Lo cierto es que hace un año las cifras ya eran terribles: 60.000 muertos, 700.000 refugiados internacionales y 2 millones de desplazados internos. Si existiera un umbral del horror que provocase un “basta” mundial, con seguridad ya lo habríamos superado.

La cruda realidad es que la respuesta del mundo a esta crisis viene moldeada por intereses geopolíticos y no por la necesidad de poner fin a un atroz sufrimiento humano. De hecho, no es ningún secreto que en Siria se dirimen conflictos de envergadura —entre Arabia Saudí e Irán, entre Arabia Saudí y Catar, entre Estados Unidos e Irán, entre Rusia y EE UU; entre chiíes y suníes, así como entre moderados y extremistas— y su resolución requerirá un esfuerzo significativo en todos estos frentes.

Desde el punto de vista estadounidense, Siria no es estratégicamente importante. La Administración del presidente Barack Obama ha mantenido planteamientos fundamentalmente aislacionistas, reforzados por el recelo del público americano hacia cualquier aventura exterior. Tan solo un cambio drástico en la naturaleza del conflicto, un cambio que amenace intereses fundamentales del país, dará lugar a un compromiso activo de Estados Unidos.

La culpa, al fin y al cabo, es un débil acicate para la acción internacional. Incluso Reino Unido y Francia —los dos únicos países dispuestos a enfrentarse a la amenaza de la acción militar contra el régimen de El Asad— se acobardaron ante la posibilidad de intervenir solos.

### [Ejercicio]
Contesta estas preguntas sobre el fragmento sobre Siria:
(a) ¿Cuántos desplazados internos había hace un año?
(b) ¿Qué administración ha mantenido planteamientos fundamentalmente aislacionistas?
(c) ¿Qué dos países estaban dispuestos a enfrentarse a la amenaza de la acción militar contra el régimen de El Asad?
Responde basándote únicamente en el fragmento sobre Siria.

Extractos de un conjunto de datos:
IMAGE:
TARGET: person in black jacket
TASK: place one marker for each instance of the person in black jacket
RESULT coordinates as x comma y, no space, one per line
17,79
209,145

### [Solución del ejercicio]
(a) 2 millones.
(b) La Administración del presidente Barack Obama.
(c) Reino Unido y Francia.